**GIVEN TASK:**
Can you format every line of the entries below as a Markdown table, with a "Row" column numbering each line and an "Entry line" column holding the line itself, leaving out any blank lines?

**PROVIDED INFORMATION:**

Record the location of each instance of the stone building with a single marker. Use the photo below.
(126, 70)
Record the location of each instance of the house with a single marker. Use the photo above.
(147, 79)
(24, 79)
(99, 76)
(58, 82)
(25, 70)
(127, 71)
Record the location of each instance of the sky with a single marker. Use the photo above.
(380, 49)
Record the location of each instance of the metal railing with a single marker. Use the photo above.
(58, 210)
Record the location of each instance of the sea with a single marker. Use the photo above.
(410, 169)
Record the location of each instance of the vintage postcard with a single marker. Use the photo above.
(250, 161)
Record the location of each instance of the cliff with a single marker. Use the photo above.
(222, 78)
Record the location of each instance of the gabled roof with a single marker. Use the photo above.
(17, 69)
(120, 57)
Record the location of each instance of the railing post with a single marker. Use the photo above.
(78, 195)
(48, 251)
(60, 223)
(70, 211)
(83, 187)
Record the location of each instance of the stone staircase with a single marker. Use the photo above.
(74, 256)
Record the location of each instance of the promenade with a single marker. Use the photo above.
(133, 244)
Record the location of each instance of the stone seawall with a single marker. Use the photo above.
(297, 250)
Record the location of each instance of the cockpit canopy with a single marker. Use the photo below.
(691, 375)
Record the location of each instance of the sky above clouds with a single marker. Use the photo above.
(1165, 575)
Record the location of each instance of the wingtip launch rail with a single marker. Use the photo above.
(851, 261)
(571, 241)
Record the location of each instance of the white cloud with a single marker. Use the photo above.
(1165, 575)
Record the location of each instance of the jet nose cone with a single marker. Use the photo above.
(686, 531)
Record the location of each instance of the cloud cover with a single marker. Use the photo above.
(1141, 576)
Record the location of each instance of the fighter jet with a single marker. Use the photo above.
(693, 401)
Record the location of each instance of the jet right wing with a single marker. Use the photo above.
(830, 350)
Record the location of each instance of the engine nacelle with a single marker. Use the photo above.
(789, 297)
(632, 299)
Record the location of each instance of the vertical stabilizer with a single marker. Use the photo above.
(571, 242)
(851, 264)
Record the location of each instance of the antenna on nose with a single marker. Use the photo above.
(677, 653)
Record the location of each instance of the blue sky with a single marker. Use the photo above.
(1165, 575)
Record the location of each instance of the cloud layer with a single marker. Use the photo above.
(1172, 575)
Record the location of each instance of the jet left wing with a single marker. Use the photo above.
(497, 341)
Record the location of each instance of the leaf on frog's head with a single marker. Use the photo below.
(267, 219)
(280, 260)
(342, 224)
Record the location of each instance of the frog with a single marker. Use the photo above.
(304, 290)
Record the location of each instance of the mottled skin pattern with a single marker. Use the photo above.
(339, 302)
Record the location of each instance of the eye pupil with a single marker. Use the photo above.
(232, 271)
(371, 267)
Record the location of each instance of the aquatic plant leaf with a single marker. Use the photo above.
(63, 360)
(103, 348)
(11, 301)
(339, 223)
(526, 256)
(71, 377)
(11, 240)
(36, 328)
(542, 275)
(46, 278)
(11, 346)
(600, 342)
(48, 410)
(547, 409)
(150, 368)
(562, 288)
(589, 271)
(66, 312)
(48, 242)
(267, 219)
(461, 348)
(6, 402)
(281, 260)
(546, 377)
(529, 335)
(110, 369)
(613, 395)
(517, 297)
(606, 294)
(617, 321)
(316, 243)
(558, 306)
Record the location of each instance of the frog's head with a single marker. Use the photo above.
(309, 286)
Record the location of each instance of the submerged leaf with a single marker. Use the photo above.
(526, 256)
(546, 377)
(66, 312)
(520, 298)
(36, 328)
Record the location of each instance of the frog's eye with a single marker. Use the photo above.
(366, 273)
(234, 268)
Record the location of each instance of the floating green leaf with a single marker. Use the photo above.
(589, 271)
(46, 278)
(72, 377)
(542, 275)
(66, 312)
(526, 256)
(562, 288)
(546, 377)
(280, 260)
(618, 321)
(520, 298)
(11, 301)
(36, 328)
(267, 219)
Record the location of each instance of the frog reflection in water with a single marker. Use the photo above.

**PROBLEM SOLUTION:**
| Row | Entry line |
|---|---|
| 1 | Record the location of each instance of the stone building with a single marker. Use the photo below. |
| 2 | (126, 70) |
| 3 | Record the location of each instance of the house with a single marker. Use the photo above. |
| 4 | (147, 79) |
| 5 | (24, 79) |
| 6 | (99, 76) |
| 7 | (58, 82) |
| 8 | (25, 70) |
| 9 | (127, 71) |
| 10 | Record the location of each instance of the sky with a single marker. Use the photo above. |
| 11 | (380, 49) |
| 12 | Record the location of each instance of the metal railing with a single marker. Use the photo above. |
| 13 | (58, 210) |
| 14 | Record the location of each instance of the sea with a single marker. Use the photo above. |
| 15 | (410, 169) |
| 16 | Record the location of each instance of the vintage postcard with a single marker. Use the photo above. |
| 17 | (250, 161) |
| 18 | Record the location of each instance of the cliff with a single marker. Use the photo above. |
| 19 | (222, 78) |
| 20 | Record the location of each instance of the gabled roof with a single marker. Use the photo above. |
| 21 | (17, 69) |
| 22 | (120, 57) |
| 23 | Record the location of each instance of the railing post with a single marker. Use the photo above. |
| 24 | (78, 195) |
| 25 | (48, 251) |
| 26 | (60, 223) |
| 27 | (70, 211) |
| 28 | (83, 187) |
| 29 | Record the location of each instance of the stone staircase with a single marker. Use the photo above. |
| 30 | (74, 256) |
| 31 | Record the location of each instance of the promenade with a single marker. Use the photo above. |
| 32 | (133, 244) |
| 33 | Record the location of each instance of the stone seawall with a single marker. Use the photo above. |
| 34 | (297, 250) |
| 35 | Record the location of each instance of the cockpit canopy with a single marker. Use the photo below. |
| 36 | (691, 375) |
| 37 | Record the location of each instance of the sky above clouds with a single marker. Use the photo above. |
| 38 | (1165, 575) |
| 39 | Record the location of each instance of the wingtip launch rail with a single marker. Use the photo above. |
| 40 | (851, 261) |
| 41 | (571, 241) |
| 42 | Record the location of each instance of the white cloud with a single marker. Use the photo above. |
| 43 | (1165, 575) |
| 44 | Record the location of each instance of the jet nose cone with a single marker. Use the photo above. |
| 45 | (686, 531) |
| 46 | Record the location of each instance of the cloud cover with a single marker. Use the photo above. |
| 47 | (1141, 576) |
| 48 | Record the location of each instance of the fighter jet with a single marker. Use the photo above. |
| 49 | (693, 401) |
| 50 | Record the location of each instance of the jet right wing with a single marker. Use the photo above. |
| 51 | (830, 350) |
| 52 | Record the location of each instance of the engine nacelle with a single marker. Use the photo above. |
| 53 | (789, 297) |
| 54 | (632, 299) |
| 55 | Record the location of each instance of the vertical stabilizer with a single marker. Use the photo above. |
| 56 | (571, 242) |
| 57 | (851, 264) |
| 58 | Record the location of each instance of the antenna on nose with a single marker. Use the photo above. |
| 59 | (677, 653) |
| 60 | Record the location of each instance of the blue sky with a single marker. Use the photo above. |
| 61 | (1165, 575) |
| 62 | Record the location of each instance of the cloud layer with a single marker. Use the photo above. |
| 63 | (1172, 575) |
| 64 | Record the location of each instance of the jet left wing with a single marker. Use the photo above. |
| 65 | (497, 341) |
| 66 | Record the location of each instance of the leaf on frog's head with a single marker. Use the photo below. |
| 67 | (267, 219) |
| 68 | (280, 260) |
| 69 | (342, 224) |
| 70 | Record the location of each instance of the frog with a single marker. Use the photo above. |
| 71 | (304, 290) |
| 72 | Record the location of each instance of the mottled skin pattern with a single marker. Use the photo above. |
| 73 | (339, 302) |
| 74 | Record the location of each instance of the eye pupil with a single marker. Use the photo above. |
| 75 | (232, 271) |
| 76 | (371, 267) |
| 77 | Record the location of each instance of the aquatic plant leaf with a single marker. Use the photo above. |
| 78 | (63, 360) |
| 79 | (103, 348) |
| 80 | (11, 301) |
| 81 | (339, 223) |
| 82 | (526, 256) |
| 83 | (71, 377) |
| 84 | (11, 240) |
| 85 | (36, 328) |
| 86 | (542, 275) |
| 87 | (46, 278) |
| 88 | (11, 346) |
| 89 | (600, 342) |
| 90 | (48, 410) |
| 91 | (547, 409) |
| 92 | (150, 368) |
| 93 | (562, 288) |
| 94 | (589, 271) |
| 95 | (66, 312) |
| 96 | (48, 242) |
| 97 | (267, 219) |
| 98 | (461, 348) |
| 99 | (6, 402) |
| 100 | (281, 260) |
| 101 | (546, 377) |
| 102 | (529, 335) |
| 103 | (110, 369) |
| 104 | (613, 395) |
| 105 | (517, 297) |
| 106 | (606, 294) |
| 107 | (617, 321) |
| 108 | (316, 243) |
| 109 | (558, 306) |
| 110 | Record the location of each instance of the frog's head with a single marker. Use the photo above. |
| 111 | (309, 286) |
| 112 | Record the location of each instance of the submerged leaf with a single marker. Use the photo above. |
| 113 | (526, 256) |
| 114 | (546, 377) |
| 115 | (66, 312) |
| 116 | (520, 298) |
| 117 | (36, 328) |
| 118 | Record the location of each instance of the frog's eye with a single marker. Use the photo above. |
| 119 | (366, 273) |
| 120 | (234, 268) |
| 121 | Record the location of each instance of the floating green leaf with a single marker. Use the photo above. |
| 122 | (589, 271) |
| 123 | (46, 278) |
| 124 | (72, 377) |
| 125 | (542, 275) |
| 126 | (66, 312) |
| 127 | (526, 256) |
| 128 | (562, 288) |
| 129 | (546, 377) |
| 130 | (280, 260) |
| 131 | (618, 321) |
| 132 | (520, 298) |
| 133 | (11, 301) |
| 134 | (36, 328) |
| 135 | (267, 219) |
| 136 | Record the location of each instance of the frog reflection in water with a single marker. Use the photo above. |